Stated task: Starting at the line with "the red tomato?" in it, reproduce each line below through the last one, exactly, and include nothing else.

____

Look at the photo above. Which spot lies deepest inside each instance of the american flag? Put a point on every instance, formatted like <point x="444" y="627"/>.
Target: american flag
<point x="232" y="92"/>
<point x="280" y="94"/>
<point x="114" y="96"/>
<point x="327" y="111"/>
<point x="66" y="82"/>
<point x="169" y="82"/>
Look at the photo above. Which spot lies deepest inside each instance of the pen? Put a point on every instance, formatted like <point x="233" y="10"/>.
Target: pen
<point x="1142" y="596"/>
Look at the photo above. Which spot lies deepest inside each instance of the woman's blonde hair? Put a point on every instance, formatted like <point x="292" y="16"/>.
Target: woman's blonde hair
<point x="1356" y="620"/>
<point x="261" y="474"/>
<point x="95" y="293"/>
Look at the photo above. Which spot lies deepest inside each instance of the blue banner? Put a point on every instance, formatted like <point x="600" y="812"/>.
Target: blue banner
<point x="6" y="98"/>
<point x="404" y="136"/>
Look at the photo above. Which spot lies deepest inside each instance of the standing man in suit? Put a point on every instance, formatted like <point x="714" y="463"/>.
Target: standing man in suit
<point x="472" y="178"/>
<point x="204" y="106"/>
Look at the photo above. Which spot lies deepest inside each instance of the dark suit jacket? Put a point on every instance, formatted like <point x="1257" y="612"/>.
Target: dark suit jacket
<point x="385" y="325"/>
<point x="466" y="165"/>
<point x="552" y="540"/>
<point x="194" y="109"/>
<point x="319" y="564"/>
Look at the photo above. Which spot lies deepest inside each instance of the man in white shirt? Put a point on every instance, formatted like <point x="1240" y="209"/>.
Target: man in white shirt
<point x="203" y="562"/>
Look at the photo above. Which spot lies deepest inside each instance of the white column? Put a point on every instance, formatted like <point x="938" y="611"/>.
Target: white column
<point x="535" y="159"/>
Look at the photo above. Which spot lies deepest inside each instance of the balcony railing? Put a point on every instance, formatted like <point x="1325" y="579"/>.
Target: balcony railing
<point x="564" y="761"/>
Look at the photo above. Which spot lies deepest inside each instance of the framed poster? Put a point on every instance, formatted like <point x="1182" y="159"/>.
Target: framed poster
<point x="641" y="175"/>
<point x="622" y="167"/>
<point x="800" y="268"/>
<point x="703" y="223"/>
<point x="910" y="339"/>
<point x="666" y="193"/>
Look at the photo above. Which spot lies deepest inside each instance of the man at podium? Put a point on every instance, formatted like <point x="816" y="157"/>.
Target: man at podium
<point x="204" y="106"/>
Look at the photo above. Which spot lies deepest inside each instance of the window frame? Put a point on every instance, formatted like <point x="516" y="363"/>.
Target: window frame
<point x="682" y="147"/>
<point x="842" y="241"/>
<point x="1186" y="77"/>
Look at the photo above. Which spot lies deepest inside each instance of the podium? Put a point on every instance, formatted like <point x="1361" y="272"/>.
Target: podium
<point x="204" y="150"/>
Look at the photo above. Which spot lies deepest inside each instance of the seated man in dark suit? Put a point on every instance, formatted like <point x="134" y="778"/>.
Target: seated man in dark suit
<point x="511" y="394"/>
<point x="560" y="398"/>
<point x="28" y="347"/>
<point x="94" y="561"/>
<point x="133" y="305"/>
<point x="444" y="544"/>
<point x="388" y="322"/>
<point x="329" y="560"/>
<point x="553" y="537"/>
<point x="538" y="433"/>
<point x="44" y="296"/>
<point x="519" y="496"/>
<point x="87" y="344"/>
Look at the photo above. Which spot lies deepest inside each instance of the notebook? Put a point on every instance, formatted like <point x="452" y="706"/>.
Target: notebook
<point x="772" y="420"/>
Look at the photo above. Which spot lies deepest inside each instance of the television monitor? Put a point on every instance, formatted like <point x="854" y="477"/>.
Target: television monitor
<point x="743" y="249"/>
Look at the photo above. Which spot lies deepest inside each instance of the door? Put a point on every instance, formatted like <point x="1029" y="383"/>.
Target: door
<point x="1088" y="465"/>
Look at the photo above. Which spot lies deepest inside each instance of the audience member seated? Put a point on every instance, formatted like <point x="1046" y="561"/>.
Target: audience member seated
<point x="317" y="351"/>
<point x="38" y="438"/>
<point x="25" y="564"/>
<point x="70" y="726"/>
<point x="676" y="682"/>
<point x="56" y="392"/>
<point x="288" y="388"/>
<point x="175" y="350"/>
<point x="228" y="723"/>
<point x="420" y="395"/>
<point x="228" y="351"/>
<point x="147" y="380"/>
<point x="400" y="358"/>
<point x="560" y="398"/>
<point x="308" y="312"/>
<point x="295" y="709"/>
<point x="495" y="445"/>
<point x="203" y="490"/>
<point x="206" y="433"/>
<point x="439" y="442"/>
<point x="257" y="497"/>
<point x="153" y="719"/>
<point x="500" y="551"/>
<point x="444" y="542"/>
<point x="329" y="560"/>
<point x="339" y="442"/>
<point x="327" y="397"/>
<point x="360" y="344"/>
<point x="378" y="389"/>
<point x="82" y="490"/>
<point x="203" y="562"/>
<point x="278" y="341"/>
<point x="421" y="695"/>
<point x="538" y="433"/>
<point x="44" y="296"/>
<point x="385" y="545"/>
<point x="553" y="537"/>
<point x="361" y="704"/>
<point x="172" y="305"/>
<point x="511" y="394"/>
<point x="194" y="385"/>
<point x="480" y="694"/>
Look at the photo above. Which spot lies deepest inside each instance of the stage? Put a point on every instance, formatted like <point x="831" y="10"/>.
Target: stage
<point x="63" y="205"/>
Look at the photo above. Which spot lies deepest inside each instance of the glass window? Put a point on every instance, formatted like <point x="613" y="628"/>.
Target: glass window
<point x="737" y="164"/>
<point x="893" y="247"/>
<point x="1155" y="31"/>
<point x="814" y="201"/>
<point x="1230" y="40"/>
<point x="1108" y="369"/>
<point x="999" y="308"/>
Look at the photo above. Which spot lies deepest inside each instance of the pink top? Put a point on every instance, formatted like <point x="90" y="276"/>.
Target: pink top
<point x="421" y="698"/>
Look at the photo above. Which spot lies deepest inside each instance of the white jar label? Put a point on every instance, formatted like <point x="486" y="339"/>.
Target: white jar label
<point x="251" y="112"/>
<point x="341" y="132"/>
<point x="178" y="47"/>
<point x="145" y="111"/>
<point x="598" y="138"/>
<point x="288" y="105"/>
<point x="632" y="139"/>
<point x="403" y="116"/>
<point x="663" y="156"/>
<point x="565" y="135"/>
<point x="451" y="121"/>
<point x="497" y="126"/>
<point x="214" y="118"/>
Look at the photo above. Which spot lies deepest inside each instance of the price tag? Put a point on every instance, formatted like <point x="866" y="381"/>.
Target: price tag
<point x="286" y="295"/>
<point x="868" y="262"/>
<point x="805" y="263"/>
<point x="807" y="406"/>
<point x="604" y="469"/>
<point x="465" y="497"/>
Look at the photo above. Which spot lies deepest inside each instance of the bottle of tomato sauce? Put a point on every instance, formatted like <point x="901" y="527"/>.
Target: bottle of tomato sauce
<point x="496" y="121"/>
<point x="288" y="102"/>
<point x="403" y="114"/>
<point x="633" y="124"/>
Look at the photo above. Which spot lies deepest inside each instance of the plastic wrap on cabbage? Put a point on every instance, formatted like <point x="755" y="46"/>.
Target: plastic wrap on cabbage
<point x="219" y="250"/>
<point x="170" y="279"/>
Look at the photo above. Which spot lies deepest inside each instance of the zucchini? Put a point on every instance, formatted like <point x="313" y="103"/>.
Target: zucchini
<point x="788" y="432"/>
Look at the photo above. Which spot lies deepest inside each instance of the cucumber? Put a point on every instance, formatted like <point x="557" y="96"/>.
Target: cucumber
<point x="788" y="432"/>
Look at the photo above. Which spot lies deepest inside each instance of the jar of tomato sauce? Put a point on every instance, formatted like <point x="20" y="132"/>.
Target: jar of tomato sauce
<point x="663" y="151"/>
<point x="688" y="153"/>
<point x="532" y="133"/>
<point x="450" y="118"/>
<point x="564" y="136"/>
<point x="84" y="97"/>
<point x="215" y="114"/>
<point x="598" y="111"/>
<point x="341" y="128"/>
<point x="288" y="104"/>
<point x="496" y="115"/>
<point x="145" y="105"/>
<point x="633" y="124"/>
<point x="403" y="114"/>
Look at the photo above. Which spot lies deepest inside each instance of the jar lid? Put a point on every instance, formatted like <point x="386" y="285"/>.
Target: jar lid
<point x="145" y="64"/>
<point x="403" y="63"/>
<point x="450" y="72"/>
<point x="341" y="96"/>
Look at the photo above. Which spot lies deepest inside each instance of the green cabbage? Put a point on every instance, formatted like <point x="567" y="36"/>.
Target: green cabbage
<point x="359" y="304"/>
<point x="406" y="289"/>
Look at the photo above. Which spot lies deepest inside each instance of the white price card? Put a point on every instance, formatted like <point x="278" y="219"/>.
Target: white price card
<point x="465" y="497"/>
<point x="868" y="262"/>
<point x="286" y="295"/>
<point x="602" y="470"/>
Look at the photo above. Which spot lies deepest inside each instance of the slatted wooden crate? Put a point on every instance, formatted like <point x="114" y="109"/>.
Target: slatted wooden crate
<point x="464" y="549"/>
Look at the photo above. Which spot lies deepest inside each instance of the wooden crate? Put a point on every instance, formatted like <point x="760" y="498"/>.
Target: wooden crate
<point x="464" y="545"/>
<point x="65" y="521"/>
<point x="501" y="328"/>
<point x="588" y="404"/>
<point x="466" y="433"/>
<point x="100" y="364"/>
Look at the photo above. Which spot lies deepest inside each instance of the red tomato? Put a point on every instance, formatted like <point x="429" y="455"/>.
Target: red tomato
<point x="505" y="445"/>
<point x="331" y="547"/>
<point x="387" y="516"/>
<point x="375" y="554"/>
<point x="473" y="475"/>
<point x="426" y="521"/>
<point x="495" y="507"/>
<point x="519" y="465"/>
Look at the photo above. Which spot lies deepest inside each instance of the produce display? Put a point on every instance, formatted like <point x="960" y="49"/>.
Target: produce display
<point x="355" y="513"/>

____

Result of this exercise:
Look at the photo above. Which spot lies deepest inside each instance of the red tomato? Put a point on every instance, formatted like <point x="429" y="455"/>.
Target: red tomato
<point x="505" y="445"/>
<point x="331" y="547"/>
<point x="387" y="516"/>
<point x="375" y="554"/>
<point x="473" y="475"/>
<point x="426" y="521"/>
<point x="495" y="507"/>
<point x="519" y="465"/>
Look at the photo above. Which spot lies deepest inside each instance of the produce display? Put a point on every instance, formatted like <point x="960" y="49"/>.
Target: produce display
<point x="355" y="513"/>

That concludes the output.